──────── Passage

At the February 2018 New Zealand rowing championships, Brake competed in three premier boat classes. He won gold with the coxless four, bronze with the eight, and came fourth with Cameron Webster in the coxless pair. For international rowing, Brake was teamed up with Tom Murray in the coxless pair. Within five days around Easter 2018, both of them broke bones; Brake broke his wrist when he slipped on cobblestones and Murray broke a toe when he had a mishap on a sea biscuit. Brake had plates inserted to stabilise his wrist. Whilst they travelled to 2018 World Rowing Cup II in Linz-Ottensheim, Austria, they did not compete. At the 2018 World Rowing Cup III at the Rotsee, they won gold. At the 2018 World Rowing Championships in Plovdiv, Bulgaria, they came fifth.

────────────────

**Prompt 1:** Which rowing competitions does the passage on Brake's 2018 season name?
**Prompt 2:**
Answer these questions from the passage on Brake's 2018 season:
(a) In which boat class did Brake win gold at the New Zealand championships?
(b) How did Murray break a toe?
(c) Where did Brake and Murray place at the 2018 World Rowing Championships?
**Prompt 3:** Write what comes next in the passage on Brake's 2018 rowing season, starting after its final sentence.
The records that come after this text are not needed.

──────── Supplied data

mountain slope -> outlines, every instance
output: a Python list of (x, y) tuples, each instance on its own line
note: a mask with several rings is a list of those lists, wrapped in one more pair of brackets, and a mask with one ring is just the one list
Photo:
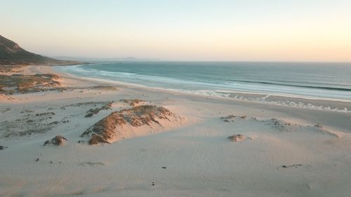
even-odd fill
[(0, 35), (0, 65), (75, 64), (77, 61), (58, 60), (28, 52), (16, 43)]

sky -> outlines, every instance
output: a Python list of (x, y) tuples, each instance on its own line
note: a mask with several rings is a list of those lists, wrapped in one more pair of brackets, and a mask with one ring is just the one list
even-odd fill
[(48, 56), (351, 61), (350, 0), (0, 0), (0, 34)]

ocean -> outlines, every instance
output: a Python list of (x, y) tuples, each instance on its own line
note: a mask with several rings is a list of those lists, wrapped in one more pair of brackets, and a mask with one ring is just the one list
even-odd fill
[(351, 102), (351, 63), (157, 61), (54, 69), (77, 76), (204, 95), (238, 98), (232, 95), (244, 93)]

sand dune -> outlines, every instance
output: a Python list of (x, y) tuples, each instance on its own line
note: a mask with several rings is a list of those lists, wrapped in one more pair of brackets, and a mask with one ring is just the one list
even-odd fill
[(61, 91), (0, 97), (0, 196), (351, 193), (350, 114), (61, 76)]

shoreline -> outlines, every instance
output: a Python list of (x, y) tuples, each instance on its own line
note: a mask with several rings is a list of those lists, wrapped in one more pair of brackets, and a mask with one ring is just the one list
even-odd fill
[[(41, 67), (42, 68), (42, 67)], [(218, 98), (218, 99), (234, 99), (236, 100), (248, 101), (258, 103), (265, 103), (267, 104), (281, 105), (291, 107), (302, 107), (315, 109), (319, 111), (333, 111), (341, 113), (351, 113), (351, 100), (343, 99), (328, 99), (319, 97), (309, 97), (298, 95), (287, 95), (279, 94), (268, 94), (259, 93), (249, 93), (240, 91), (225, 92), (228, 93), (227, 96), (216, 96), (211, 95), (206, 95), (196, 93), (186, 92), (184, 90), (177, 90), (172, 89), (166, 89), (163, 88), (148, 87), (143, 85), (133, 84), (124, 83), (121, 81), (105, 80), (101, 79), (82, 77), (74, 76), (65, 72), (60, 72), (55, 70), (53, 67), (48, 67), (44, 71), (40, 71), (42, 73), (51, 73), (58, 75), (62, 75), (69, 79), (79, 79), (81, 80), (86, 80), (87, 81), (94, 81), (95, 83), (110, 83), (114, 85), (125, 86), (126, 88), (145, 88), (149, 90), (154, 90), (159, 91), (166, 91), (170, 93), (178, 93), (190, 95), (193, 96), (200, 96), (205, 97)], [(221, 92), (219, 91), (219, 93)], [(238, 98), (239, 97), (239, 98)], [(272, 99), (271, 99), (272, 98)]]
[[(45, 66), (26, 69), (58, 74), (61, 86), (72, 88), (0, 97), (0, 196), (351, 192), (350, 113), (107, 83)], [(186, 121), (124, 125), (110, 144), (89, 145), (81, 137), (112, 113), (133, 109), (135, 100), (136, 107), (164, 107)], [(57, 135), (67, 139), (63, 145), (44, 146)]]

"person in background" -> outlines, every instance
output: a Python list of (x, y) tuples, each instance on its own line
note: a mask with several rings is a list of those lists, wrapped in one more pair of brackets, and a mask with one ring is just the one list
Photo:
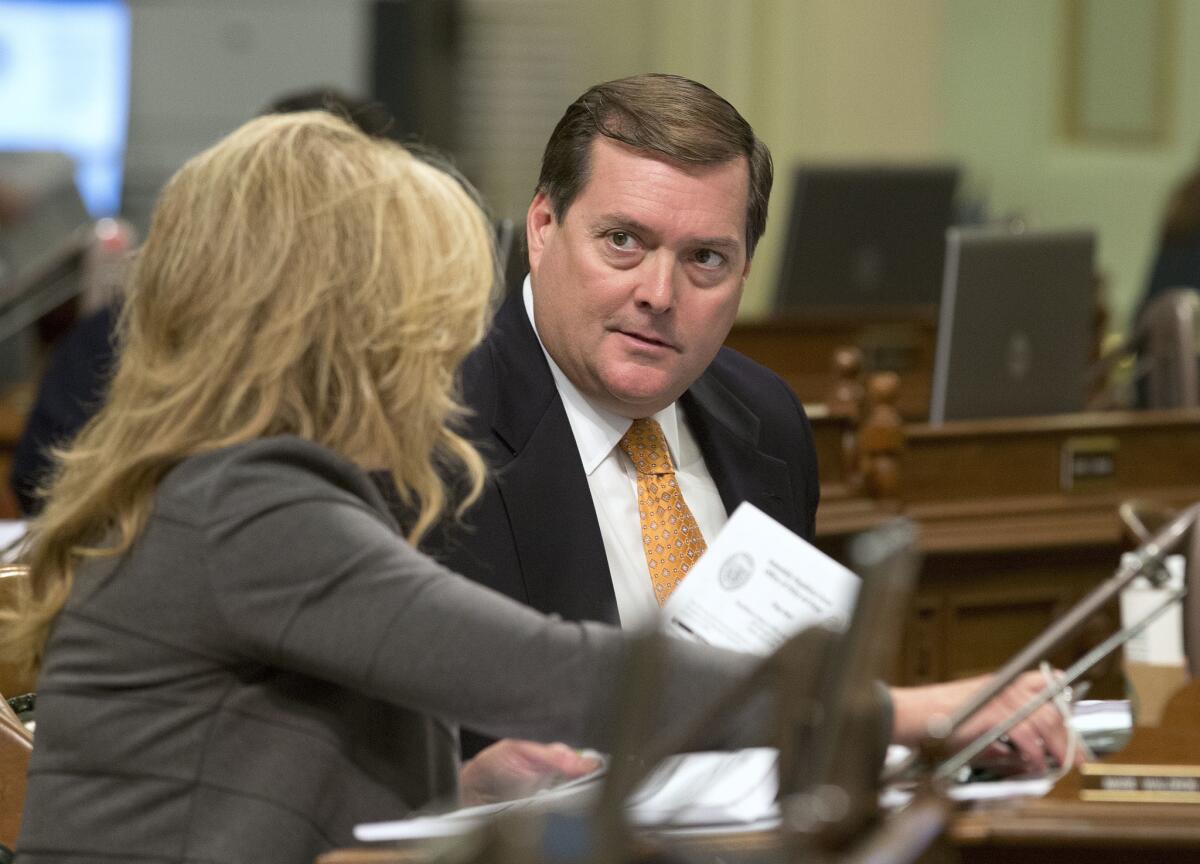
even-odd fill
[[(272, 100), (264, 114), (324, 110), (353, 122), (370, 136), (389, 137), (395, 122), (377, 102), (337, 88), (319, 86)], [(42, 509), (41, 490), (49, 480), (52, 450), (65, 446), (100, 409), (113, 371), (113, 336), (120, 299), (85, 314), (55, 346), (13, 451), (8, 485), (25, 515)]]
[(1175, 187), (1166, 204), (1138, 312), (1168, 288), (1180, 287), (1200, 289), (1200, 168)]
[[(452, 799), (460, 721), (610, 743), (628, 637), (416, 548), (448, 478), (484, 482), (451, 421), (492, 244), (456, 178), (323, 112), (253, 120), (167, 184), (0, 630), (41, 662), (18, 862), (311, 862)], [(756, 662), (666, 652), (665, 732)], [(767, 708), (700, 745), (763, 743)]]

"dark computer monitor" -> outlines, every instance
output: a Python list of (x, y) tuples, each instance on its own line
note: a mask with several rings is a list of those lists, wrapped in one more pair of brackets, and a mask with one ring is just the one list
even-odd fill
[(0, 186), (14, 190), (0, 222), (0, 342), (82, 289), (91, 218), (62, 154), (0, 152)]
[(776, 308), (937, 304), (958, 180), (950, 164), (798, 167)]
[(1084, 409), (1094, 247), (1091, 230), (947, 233), (931, 424)]
[(58, 151), (95, 217), (120, 210), (130, 101), (125, 0), (0, 0), (0, 151)]

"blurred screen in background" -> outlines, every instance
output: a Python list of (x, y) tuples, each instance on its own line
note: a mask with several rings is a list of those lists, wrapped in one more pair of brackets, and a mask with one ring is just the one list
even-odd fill
[(124, 0), (0, 0), (0, 151), (68, 155), (95, 218), (120, 210), (128, 101)]

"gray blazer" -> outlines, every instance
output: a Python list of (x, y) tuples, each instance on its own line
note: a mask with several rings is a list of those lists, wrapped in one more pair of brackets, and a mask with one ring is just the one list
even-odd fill
[[(625, 644), (415, 552), (329, 450), (274, 438), (192, 457), (59, 616), (18, 860), (311, 862), (359, 822), (452, 799), (457, 722), (604, 748)], [(671, 652), (664, 726), (751, 662)], [(764, 728), (760, 704), (706, 745)]]

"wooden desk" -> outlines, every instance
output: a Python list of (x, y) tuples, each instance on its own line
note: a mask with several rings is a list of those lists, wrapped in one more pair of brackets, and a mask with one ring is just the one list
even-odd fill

────────────────

**Exercise response 1:**
- The February 2018 New Zealand rowing championships
- 2018 World Rowing Cup II
- 2018 World Rowing Cup III
- 2018 World Rowing Championships

**Exercise response 2:**
(a) The coxless four
(b) He had a mishap on a sea biscuit.
(c) Fifth

**Exercise response 3:**
At the February 2019 New Zealand rowing championships, Brake competed in three premier boat classes. He won gold with the coxless four and the eight, and bronze in double scull with Stephen Jones. Continuing to row internationally with Murray, they won silver at World Rowing Cup II in Poznań and bronze at World Rowing Cup III in Rotterdam, Netherlands. At the 2019 World Rowing Championships in Linz-Ottensheim, Austria, they won silver, beaten by the Croatian Sinković brothers Martin and Valent for gold. This result qualified this boat class for the 2020 Tokyo Olympics.

At the February 2020 New Zealand rowing championships, Brake competed in two boat classes. He came second with the coxless four and third alongside Webster in the coxless pair. Due to the COVID-19 pandemic, there was no international rowing during 2020.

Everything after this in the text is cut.